## THE PROBLEM:
Reproduce the listing below in full and without alteration, apart from its pictures.

'''

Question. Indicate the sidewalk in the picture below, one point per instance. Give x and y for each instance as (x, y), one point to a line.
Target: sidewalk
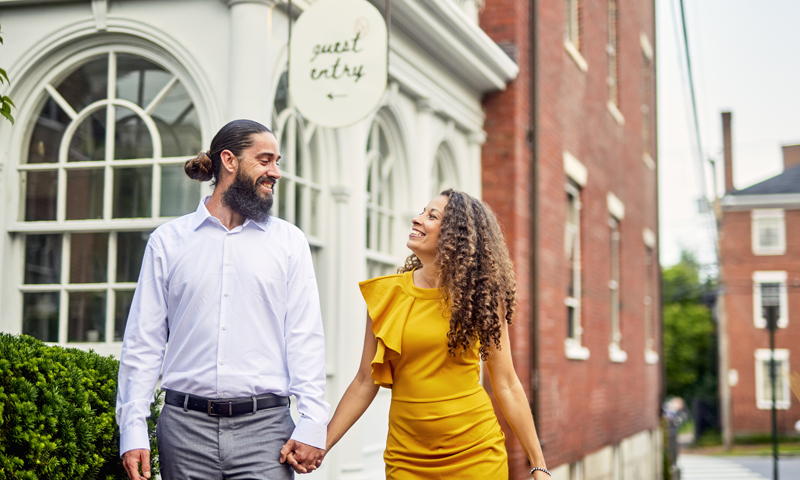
(702, 467)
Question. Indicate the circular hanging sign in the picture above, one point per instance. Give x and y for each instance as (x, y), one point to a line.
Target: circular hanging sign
(338, 62)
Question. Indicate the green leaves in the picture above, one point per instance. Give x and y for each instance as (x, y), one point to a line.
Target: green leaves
(5, 102)
(57, 418)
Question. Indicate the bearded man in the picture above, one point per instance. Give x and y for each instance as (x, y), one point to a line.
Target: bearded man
(234, 291)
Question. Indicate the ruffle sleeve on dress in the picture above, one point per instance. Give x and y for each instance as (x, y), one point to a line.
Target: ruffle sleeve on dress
(389, 307)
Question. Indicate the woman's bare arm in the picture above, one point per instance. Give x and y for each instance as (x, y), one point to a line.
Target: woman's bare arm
(511, 396)
(359, 395)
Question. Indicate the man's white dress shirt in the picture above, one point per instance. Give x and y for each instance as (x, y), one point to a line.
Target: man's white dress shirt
(241, 311)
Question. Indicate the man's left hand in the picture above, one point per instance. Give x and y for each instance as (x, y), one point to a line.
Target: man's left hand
(301, 457)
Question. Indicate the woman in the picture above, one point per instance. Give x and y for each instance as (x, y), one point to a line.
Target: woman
(428, 328)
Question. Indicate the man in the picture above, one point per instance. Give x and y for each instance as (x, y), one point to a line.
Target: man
(234, 291)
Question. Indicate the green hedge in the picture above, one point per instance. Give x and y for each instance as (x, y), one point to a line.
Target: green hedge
(57, 413)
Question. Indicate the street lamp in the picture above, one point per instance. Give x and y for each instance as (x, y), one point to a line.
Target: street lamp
(770, 300)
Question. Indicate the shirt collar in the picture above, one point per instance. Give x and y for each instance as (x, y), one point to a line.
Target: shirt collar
(202, 214)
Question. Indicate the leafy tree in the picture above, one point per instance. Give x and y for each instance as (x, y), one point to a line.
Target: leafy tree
(690, 352)
(5, 102)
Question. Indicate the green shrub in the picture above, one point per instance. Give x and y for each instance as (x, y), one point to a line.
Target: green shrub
(57, 416)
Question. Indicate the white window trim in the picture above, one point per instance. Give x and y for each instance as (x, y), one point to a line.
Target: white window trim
(783, 399)
(647, 47)
(575, 169)
(107, 224)
(768, 214)
(650, 355)
(576, 56)
(758, 314)
(615, 352)
(572, 346)
(615, 206)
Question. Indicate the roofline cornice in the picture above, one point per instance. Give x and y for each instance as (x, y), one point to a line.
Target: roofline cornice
(749, 202)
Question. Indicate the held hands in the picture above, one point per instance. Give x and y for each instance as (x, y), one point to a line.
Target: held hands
(301, 457)
(131, 460)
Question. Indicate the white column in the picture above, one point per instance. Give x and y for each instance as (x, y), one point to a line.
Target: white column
(249, 62)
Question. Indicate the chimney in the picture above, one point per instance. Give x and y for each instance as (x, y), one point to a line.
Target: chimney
(727, 147)
(791, 156)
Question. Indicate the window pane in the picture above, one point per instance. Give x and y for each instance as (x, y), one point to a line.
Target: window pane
(40, 195)
(89, 258)
(84, 194)
(121, 309)
(42, 259)
(178, 123)
(87, 84)
(131, 137)
(89, 141)
(40, 315)
(179, 193)
(46, 136)
(132, 192)
(87, 317)
(130, 250)
(139, 80)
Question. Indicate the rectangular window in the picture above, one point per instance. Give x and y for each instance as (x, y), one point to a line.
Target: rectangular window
(613, 48)
(572, 250)
(573, 23)
(764, 381)
(768, 231)
(614, 349)
(769, 290)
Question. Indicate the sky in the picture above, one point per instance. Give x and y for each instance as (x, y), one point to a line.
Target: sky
(745, 59)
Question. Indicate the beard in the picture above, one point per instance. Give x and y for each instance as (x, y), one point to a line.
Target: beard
(243, 198)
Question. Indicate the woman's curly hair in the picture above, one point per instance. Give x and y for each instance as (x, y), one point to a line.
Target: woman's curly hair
(476, 273)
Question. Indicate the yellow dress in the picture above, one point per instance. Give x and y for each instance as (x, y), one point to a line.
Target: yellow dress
(441, 421)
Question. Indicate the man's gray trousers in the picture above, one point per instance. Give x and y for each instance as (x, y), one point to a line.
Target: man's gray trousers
(195, 446)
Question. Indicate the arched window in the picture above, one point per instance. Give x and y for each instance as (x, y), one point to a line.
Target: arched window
(443, 174)
(300, 188)
(382, 203)
(102, 167)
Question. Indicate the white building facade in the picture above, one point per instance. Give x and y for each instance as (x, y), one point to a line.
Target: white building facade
(114, 96)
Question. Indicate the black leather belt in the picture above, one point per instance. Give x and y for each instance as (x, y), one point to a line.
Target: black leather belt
(225, 407)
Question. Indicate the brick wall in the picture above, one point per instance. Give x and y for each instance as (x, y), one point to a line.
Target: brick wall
(583, 405)
(738, 265)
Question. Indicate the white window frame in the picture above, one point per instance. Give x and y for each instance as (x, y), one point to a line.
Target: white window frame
(760, 278)
(443, 172)
(650, 315)
(290, 123)
(616, 210)
(759, 219)
(107, 224)
(572, 34)
(783, 397)
(578, 174)
(384, 259)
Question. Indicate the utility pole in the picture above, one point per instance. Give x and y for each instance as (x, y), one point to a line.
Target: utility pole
(770, 303)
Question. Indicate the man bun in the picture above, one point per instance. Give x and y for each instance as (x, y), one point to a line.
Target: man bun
(200, 168)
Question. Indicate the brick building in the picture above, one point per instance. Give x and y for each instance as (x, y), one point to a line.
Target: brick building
(569, 165)
(760, 265)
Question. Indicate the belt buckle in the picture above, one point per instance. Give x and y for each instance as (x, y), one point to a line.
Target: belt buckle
(213, 414)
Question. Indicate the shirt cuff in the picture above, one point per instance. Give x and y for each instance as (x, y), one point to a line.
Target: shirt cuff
(133, 438)
(311, 433)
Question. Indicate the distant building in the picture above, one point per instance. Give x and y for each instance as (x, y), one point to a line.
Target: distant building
(760, 265)
(114, 96)
(570, 166)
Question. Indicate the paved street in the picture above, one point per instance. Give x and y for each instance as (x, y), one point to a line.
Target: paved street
(703, 467)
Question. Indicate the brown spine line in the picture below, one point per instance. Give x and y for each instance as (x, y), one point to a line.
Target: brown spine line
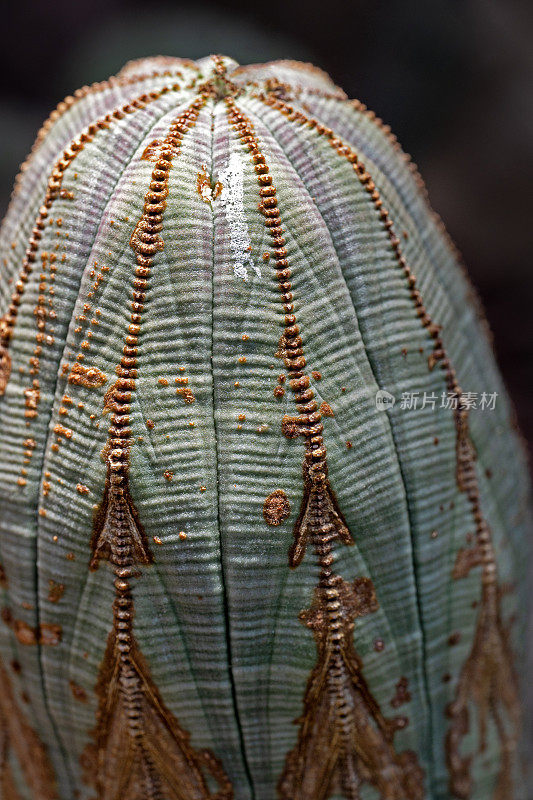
(140, 750)
(7, 322)
(343, 738)
(487, 678)
(71, 100)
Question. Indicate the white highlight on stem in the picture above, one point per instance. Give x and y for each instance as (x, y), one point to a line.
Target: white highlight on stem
(232, 197)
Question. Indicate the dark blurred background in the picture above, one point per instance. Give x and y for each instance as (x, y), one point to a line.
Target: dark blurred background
(454, 80)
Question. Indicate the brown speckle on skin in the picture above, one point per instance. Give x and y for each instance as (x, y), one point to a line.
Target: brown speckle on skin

'''

## REPLY TO THE TASK:
Question. Indicate the sidewalk in the picture below, one point per instance. Give x and y for each instance as (x, y), one point to a line.
Target: sidewalk
(702, 467)
Question. Indicate the circular hanging sign in the picture above, one point per instance. Give x and y for each instance as (x, y), one point to a line.
Target: circular hanging sign
(338, 62)
Question. Indicate the green leaves in the picture above, one point per instance. Give x and y for each instance as (x, y), one point to a line.
Target: green leaves
(5, 102)
(57, 418)
Question. Indicate the bearded man in the picture above, one point per instance. Give x and y for each instance as (x, y), one point to a line.
Target: bearded man
(234, 291)
Question. Indicate the ruffle sleeve on dress in the picture above, one point per instance. Give x and y for each instance as (x, y), one point to a line.
Target: ruffle sleeve on dress
(389, 307)
Question. Indicate the woman's bare arm in the picture above, one point per instance. Give x and y for each instance as (x, y), one point to a line.
Target: woman's bare arm
(511, 396)
(359, 395)
Question. Indicate the man's white dress shirt in the picture above, one point per instance. Give x and y for each instance as (x, y), one point to a line.
Target: man's white dress shirt
(241, 311)
Question. Indicate the man's left hand in the picture above, one point per instance. Give x and y for each instance as (x, y), one point to a line.
Target: man's left hand
(301, 457)
Question. Indicate the woman in the picture above, one point per instance. Give x and y for each instance as (x, y), one point to a line.
Target: woman
(428, 328)
Question. Indicate the man in the picture above, one point per instance. Give x and y for each instance as (x, y), one point to a line.
Target: man
(234, 291)
Question. Indicate the green hedge in the picture above, one point per instance. Give x and y for each instance as (x, y), one point to a line.
Target: green hedge
(57, 413)
Question. Indicate the street lamp in the picture above, one point per instance. Give x and y for each instance as (x, y), one point to a line.
Target: street lamp
(770, 300)
Question. Indicate the shirt collar in the picture above, one point per instance. Give x and y for each instance as (x, y), one point to a line.
Target: shirt collar
(202, 214)
Question. Indicate the leafy tree in the picture above, one point per instance. Give x and y for each instance as (x, y), one point to a line.
Target: leafy tree
(690, 352)
(5, 102)
Question. Indicate the green shrub in the picture above, one point per instance. Give x and y for each instance as (x, y), one point to a line.
Target: green shrub
(57, 416)
Question. Indicate the white window trim in the picture above, one point per instance. Give x and y for each instance as (x, y), one point to a line.
Target: white window trim
(783, 399)
(647, 47)
(575, 169)
(107, 224)
(768, 214)
(650, 355)
(576, 56)
(758, 314)
(615, 352)
(572, 346)
(615, 206)
Question. Indicate the roofline cornice in the picture above, one point per instance. Give x and y for each instance as (x, y), one point to a line.
Target: roofline cornice
(749, 202)
Question. Indicate the held hands in the picture above, one point per instance. Give x and y for each instance as (x, y), one point to a line.
Target: held hands
(301, 457)
(131, 460)
Question. Indicate the white column in the picture above, one point per instance. Give x and y for each instance as (x, y), one point to a line.
Target: white column
(249, 62)
Question. Indicate the chimney in the picture above, one point per instance. Give x and y for each instance as (x, y), one point to a line.
Target: chimney
(727, 147)
(791, 156)
Question. Indicate the window pane in the picture above, one point per instance. Give x and y for each instance as (x, y), one point to a line.
Target: window pane
(40, 195)
(89, 258)
(84, 194)
(121, 309)
(42, 259)
(178, 123)
(87, 84)
(131, 137)
(89, 141)
(40, 315)
(179, 193)
(46, 136)
(132, 192)
(87, 317)
(130, 250)
(139, 80)
Question. Indicate the rectangular window in the picture above, one point per instance. Give x and y for each instance as (x, y), one point to a line.
Target: rectangular window
(613, 48)
(572, 250)
(573, 23)
(764, 381)
(768, 231)
(614, 349)
(769, 290)
Question. Indicate the sky in the picture above, one point per instance. Give x and y for each instance as (x, y), one point to a line.
Target: sky
(745, 59)
Question. Indicate the beard in the picture above, one point per instance. Give x and y for each instance as (x, y), one point to a line.
Target: beard
(243, 198)
Question. Indicate the woman's curly hair in the picture above, one point per instance. Give x and y for each instance as (x, y), one point to a line.
Target: woman's curly hair
(476, 273)
Question. Indicate the yellow dress in the picture above, one point per instance. Give x and y for each instance as (x, y), one point to a line.
Target: yellow dress
(441, 421)
Question. Indicate the man's gray trousers in the picture above, one point per instance. Give x and y for each instance as (x, y), one point to a line.
Target: man's gray trousers
(195, 446)
Question. Indicate the arched window in the picture above, one point per instance. Give x and y for each instance as (x, y), one point to a line.
Target: arched window
(443, 174)
(300, 188)
(382, 203)
(102, 167)
Question. Indicate the white building facade in the picture above, one point per instance. Give x and y for each instance as (x, y), one point to a line.
Target: white building facade
(114, 96)
Question. Indicate the black leather belt in the picture above, one point per instance. Give x and y for each instance as (x, y), one point to a line.
Target: black leather belt
(225, 407)
Question. Indicate the brick wall in the picture above, one point per instance. Give x and y for each instance as (x, y), one point to a line.
Target: brick wall
(583, 405)
(738, 265)
Question. Indicate the white window frame in the picture above, one point per instance. Give x and y for each instance as (x, y), one point to a line.
Target: white window frame
(760, 278)
(443, 172)
(650, 315)
(290, 123)
(616, 210)
(759, 219)
(107, 224)
(572, 34)
(783, 397)
(578, 174)
(384, 259)
Question. Indicate the utility pole in the picture above, one point per instance. Give x and y for each instance as (x, y), one point to a line.
Target: utility pole
(770, 303)
Question. Indicate the man bun in the picture above, one point per instance. Give x and y for each instance as (x, y), one point to a line.
Target: man bun
(200, 168)
Question. Indicate the brick building in the picture above, one point per instance. Give x and y for each instance as (x, y), one point to a line.
Target: brick building
(569, 165)
(760, 265)
Question. Indicate the belt buckle in the picture above, one point per instance. Give x and y for each instance as (x, y), one point to a line.
Target: belt buckle
(213, 414)
Question. Indicate the shirt cuff in the picture above, one point per instance. Give x and y for each instance as (x, y), one point to a line.
Target: shirt cuff
(133, 438)
(311, 433)
Question. Indicate the distant building in the picture above, one point per instance. Give x and y for each instance as (x, y), one point to a line.
Target: distant building
(760, 265)
(114, 96)
(570, 166)
Question. Indicate the paved street in the picture above, one point per instance. Give x and y for each instance as (x, y), one point to a line.
Target: paved street
(703, 467)
Question. Indicate the brown spine line in the picture below, one point per instance. Give x and y for each instance as (x, y), one point to a line.
Target: brown spine line
(140, 750)
(7, 322)
(343, 738)
(487, 678)
(71, 100)
Question. Indicate the white highlight on stem in the picture above, one point per instance. Give x and y for each instance as (x, y), one point to a line.
Target: white highlight on stem
(232, 197)
Question. Indicate the dark blurred background in the picture above, one point per instance. Give x and y for each instance as (x, y), one point to a line.
Target: dark blurred background
(454, 80)
Question. Indicate the brown speckle on skin in the picture above, one point per instance. Give x and y for each instance as (x, y), one point to a line.
Target: brown speckle on skin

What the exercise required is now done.